**Extracted entries**

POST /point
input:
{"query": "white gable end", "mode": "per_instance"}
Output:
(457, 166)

==

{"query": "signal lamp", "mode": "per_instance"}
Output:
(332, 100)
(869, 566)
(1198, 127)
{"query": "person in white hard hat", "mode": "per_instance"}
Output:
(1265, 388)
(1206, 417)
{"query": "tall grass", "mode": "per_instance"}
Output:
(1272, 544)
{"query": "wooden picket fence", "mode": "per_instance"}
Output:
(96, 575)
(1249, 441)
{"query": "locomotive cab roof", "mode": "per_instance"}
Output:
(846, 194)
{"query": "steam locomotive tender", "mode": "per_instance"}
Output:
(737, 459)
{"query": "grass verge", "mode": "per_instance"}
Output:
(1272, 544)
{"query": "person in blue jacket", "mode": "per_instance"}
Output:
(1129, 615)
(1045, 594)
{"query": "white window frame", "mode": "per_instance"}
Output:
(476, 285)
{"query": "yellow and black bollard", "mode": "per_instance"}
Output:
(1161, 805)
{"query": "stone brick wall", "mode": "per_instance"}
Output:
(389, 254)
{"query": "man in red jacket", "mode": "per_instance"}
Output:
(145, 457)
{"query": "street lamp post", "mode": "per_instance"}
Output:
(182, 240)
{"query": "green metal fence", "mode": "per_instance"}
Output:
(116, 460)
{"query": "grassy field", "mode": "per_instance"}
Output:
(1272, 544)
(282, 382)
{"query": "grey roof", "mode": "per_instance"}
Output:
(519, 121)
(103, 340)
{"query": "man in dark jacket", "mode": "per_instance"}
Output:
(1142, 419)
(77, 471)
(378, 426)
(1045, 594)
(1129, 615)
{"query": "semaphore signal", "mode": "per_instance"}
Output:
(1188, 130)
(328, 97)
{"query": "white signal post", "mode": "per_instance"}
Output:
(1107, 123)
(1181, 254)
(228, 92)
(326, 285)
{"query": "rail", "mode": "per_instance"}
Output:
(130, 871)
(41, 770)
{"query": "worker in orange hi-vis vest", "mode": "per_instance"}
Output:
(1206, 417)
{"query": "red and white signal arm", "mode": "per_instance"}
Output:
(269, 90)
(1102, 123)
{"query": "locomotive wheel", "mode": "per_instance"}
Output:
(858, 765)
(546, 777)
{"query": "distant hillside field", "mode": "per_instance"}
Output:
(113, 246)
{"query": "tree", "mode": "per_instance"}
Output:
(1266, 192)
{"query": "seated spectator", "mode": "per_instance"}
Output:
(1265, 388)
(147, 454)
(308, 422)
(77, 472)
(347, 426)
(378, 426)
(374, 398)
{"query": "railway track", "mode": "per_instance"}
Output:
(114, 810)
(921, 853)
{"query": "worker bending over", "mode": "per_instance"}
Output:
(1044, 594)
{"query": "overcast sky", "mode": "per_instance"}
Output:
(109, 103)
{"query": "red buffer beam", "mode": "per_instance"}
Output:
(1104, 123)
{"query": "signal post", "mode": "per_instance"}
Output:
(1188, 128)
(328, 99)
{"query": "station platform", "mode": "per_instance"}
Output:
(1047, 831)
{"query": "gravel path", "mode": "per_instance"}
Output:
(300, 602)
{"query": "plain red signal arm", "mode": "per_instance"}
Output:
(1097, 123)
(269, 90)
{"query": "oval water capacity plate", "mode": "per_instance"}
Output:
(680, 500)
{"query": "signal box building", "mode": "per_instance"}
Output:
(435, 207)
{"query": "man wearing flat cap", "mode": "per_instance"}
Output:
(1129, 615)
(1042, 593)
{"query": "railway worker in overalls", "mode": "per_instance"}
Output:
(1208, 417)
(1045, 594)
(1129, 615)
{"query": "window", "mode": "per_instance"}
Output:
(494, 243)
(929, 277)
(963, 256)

...

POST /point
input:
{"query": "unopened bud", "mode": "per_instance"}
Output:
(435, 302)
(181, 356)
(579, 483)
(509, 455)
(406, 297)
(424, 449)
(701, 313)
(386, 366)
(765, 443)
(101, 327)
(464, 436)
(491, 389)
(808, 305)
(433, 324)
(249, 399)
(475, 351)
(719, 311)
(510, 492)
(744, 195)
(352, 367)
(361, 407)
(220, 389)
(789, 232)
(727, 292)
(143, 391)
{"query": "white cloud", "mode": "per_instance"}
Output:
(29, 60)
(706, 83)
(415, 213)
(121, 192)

**Task to carry out**
Say how many lines of the records contain the word "lamp", and give no other output.

**Answer space**
2